WORK TO COMPLETE:
• 1. In the self-care article, why does a conversation about self-care tend to lead to changes people want to make? Please explain in one to three sentences.
• 2. Carry the self-care article forward from its final sentence.

DOCUMENT SEGMENT:
--- Begin ---

Since we have started a new year, and that usually involves resolutions on changes and how we will improve ourselves, I thought this would be a good time to share this article written by Extension Educator Michele Crawford.
Michele says: Often when I talk to adults about self-care the conversation leads to changes people want to make in their life. These changes may be physical, emotional, mental, or spiritual. This seems natural as taking the time to recognize where we do and don’t take care of ourselves builds self-awareness and from awareness blossoms evolution (a.k.a. change).
Many have probably read a quote or two about change being one of the only things we can count on in life. We also know that change can be difficult. People often ask where do I start, how do I get motivated?
When I know I need to make a change and I don’t know where to start, I begin by writing an affirmation that what I’m seeking is already true. Affirmations are positive, specific statements that help you visualize and believe in what you’re affirming to yourself, helping you to make positive changes to your life.

--- End ---

EXCERPTED RECORDS:
--- Begin ---

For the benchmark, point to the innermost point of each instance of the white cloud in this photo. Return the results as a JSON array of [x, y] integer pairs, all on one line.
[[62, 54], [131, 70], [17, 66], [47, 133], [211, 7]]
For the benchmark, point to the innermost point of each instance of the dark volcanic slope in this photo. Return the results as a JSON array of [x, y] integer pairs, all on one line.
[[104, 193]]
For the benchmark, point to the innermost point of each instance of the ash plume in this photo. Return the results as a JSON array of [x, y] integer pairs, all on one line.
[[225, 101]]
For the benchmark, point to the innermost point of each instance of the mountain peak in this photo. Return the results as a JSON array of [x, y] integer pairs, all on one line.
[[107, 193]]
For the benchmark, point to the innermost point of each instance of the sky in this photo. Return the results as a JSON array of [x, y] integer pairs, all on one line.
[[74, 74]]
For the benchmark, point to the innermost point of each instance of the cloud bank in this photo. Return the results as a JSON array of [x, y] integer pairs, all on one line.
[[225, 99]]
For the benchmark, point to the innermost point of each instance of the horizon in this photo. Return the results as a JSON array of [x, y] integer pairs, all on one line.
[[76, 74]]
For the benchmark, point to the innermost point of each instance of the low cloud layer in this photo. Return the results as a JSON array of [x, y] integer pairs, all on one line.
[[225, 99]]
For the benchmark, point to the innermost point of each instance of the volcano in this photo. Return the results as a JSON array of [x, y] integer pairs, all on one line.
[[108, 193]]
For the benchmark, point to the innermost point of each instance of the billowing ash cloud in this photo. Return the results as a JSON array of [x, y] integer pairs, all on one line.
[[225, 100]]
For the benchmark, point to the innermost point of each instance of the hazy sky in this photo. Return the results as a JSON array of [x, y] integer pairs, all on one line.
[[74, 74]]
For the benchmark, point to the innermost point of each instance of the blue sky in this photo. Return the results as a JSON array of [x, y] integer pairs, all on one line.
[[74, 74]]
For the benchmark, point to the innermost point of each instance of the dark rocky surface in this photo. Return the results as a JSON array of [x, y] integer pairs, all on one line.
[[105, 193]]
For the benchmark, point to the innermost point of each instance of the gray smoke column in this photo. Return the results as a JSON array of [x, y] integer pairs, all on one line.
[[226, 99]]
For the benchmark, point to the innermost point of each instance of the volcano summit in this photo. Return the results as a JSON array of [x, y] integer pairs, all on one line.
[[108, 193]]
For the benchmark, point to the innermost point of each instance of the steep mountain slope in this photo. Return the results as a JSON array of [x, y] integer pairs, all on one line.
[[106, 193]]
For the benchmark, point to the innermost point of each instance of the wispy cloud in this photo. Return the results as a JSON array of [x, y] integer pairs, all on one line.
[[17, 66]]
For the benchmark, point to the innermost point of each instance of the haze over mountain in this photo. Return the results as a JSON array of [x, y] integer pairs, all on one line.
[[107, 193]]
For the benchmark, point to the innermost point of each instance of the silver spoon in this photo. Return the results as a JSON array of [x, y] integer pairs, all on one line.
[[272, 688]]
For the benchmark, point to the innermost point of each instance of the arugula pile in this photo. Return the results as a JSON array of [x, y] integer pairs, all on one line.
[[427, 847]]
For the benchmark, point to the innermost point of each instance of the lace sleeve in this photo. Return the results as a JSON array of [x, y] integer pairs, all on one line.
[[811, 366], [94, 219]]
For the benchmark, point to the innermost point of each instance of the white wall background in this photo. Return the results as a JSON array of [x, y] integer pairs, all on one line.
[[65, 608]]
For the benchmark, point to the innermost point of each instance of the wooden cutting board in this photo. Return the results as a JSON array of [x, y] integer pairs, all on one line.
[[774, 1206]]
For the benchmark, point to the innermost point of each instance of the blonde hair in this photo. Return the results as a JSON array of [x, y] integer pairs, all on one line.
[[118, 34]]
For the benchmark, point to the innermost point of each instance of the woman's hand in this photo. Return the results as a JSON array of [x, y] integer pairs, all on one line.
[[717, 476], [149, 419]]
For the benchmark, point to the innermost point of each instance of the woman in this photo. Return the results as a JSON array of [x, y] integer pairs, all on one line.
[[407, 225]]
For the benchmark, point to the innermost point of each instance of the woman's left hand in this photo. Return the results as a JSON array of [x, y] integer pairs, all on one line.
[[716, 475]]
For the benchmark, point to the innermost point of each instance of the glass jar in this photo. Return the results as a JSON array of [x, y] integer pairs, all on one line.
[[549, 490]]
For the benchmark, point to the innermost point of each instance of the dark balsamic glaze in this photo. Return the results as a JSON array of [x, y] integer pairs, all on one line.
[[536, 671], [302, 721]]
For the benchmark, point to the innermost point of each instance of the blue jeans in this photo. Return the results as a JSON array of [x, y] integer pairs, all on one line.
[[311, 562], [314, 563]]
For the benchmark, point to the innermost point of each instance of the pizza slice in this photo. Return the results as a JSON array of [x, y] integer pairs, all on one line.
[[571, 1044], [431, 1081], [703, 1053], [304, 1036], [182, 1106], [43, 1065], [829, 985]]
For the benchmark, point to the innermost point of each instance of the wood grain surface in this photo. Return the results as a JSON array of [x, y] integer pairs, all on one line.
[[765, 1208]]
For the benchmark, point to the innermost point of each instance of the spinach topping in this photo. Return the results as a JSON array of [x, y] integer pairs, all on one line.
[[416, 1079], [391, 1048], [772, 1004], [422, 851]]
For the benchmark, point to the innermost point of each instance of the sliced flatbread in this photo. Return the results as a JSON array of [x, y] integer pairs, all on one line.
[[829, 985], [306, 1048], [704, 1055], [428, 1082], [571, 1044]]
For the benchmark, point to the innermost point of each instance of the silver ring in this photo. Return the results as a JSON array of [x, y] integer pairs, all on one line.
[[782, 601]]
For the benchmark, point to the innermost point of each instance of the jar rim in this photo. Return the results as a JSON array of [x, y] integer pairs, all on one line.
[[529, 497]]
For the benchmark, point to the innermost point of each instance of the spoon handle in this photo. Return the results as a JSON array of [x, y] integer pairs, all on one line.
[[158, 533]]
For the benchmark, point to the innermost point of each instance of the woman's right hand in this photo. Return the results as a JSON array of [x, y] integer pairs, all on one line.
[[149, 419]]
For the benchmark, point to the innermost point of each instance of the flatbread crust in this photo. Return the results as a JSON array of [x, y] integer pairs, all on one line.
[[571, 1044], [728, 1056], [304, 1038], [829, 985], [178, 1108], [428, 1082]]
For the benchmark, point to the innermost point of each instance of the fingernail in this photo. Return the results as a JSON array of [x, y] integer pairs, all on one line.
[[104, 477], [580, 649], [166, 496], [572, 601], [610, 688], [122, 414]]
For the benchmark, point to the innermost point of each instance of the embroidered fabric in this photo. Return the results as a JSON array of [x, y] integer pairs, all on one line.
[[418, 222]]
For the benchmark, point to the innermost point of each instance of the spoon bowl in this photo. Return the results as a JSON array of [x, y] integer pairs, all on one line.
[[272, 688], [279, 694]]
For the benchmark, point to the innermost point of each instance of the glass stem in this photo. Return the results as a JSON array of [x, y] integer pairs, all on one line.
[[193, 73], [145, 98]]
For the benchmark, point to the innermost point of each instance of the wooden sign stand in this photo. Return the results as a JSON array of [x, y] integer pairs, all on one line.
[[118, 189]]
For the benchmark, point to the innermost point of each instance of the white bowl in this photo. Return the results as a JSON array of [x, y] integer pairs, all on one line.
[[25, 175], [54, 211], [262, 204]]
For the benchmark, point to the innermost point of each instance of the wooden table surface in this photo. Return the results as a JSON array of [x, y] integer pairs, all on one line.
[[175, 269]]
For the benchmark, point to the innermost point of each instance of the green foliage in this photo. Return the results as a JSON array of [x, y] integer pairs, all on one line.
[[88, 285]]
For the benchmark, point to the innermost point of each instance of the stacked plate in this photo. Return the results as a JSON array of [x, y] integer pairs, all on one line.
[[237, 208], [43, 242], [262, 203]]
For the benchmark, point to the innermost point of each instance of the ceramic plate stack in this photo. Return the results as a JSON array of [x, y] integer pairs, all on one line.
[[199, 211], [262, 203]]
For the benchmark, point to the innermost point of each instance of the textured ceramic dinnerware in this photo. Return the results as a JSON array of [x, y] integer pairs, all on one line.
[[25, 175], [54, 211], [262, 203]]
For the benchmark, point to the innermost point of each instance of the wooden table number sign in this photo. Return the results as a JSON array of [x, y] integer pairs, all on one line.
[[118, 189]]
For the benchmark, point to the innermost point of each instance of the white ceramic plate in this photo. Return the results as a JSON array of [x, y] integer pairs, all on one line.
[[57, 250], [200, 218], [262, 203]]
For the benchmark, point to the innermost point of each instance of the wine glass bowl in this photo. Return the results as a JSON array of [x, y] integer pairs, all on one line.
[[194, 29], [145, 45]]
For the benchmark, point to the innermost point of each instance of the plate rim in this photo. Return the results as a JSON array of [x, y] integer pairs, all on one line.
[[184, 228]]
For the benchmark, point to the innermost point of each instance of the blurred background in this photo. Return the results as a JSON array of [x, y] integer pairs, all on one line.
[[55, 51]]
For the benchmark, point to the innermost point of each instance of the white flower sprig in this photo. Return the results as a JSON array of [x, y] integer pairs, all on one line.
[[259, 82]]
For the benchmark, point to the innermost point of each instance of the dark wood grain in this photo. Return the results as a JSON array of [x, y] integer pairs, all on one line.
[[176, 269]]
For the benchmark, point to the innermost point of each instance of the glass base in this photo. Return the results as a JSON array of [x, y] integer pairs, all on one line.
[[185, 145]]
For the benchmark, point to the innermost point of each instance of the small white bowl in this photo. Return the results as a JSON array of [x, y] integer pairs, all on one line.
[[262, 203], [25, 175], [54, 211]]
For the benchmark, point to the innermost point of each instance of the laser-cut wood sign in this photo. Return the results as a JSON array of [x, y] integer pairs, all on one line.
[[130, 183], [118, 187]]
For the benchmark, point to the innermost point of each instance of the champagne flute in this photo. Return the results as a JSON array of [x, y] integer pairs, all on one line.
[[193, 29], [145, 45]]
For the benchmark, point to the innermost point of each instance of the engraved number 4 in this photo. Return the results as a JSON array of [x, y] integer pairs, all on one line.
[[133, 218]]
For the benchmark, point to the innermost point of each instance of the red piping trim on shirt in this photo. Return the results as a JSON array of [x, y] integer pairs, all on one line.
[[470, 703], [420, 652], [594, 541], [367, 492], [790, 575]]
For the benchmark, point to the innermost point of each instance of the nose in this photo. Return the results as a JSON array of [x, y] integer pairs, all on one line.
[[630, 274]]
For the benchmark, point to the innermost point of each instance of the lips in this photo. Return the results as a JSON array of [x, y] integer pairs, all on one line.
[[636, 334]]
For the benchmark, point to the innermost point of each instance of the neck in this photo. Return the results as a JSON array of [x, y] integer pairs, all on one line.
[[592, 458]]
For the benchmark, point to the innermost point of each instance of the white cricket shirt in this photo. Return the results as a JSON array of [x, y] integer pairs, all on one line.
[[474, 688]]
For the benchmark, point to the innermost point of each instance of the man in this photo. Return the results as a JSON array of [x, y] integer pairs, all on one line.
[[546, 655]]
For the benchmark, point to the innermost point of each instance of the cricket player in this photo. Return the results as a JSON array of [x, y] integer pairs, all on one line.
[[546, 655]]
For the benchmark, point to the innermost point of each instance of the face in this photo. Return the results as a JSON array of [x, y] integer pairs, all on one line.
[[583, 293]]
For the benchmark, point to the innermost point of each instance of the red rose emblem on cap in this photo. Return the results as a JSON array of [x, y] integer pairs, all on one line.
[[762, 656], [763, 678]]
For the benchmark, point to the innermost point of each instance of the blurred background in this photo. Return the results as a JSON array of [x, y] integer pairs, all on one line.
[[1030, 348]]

--- End ---

EXERCISE RESPONSES:
• 1. Taking time to recognize where we do and don't take care of ourselves builds self-awareness. From that awareness, change grows.

• 2.
Typically, affirmations are written on a regular basis or repeated over and over again either aloud or in the mind. This may be done as a part of prayer, meditation, or while taking a walk or doing chores. Research finds affirmations work very well for some and not so well for others.
Try looking at positive affirmations this way – many of us do repetitive exercises to improve our body’s physical health. Affirmations are like exercises for our mind, emotions, and outlook on life. These positive repetitions can reprogram our thinking patterns so that over time we begin to think and act in a new way.
If you would like to give the power of affirmations a try, remember the five Ps:
• Affirm in the present: By keeping your affirmations in the present tense you will ensure your subconscious mind goes to work on them right away. You might start with “I am…”
• Keep them positive: By focusing your words on what you do want, you direct your subconscious mind to work on the positive results you desire. Keep words like no, don’t, and can’t out of your affirmations.
• Keep them personal: Remember, the only beliefs, attitudes, and behaviors you can change is your own!
• Be precise: The more accurately you can describe your desire the better. Envision the best! Describe all the details.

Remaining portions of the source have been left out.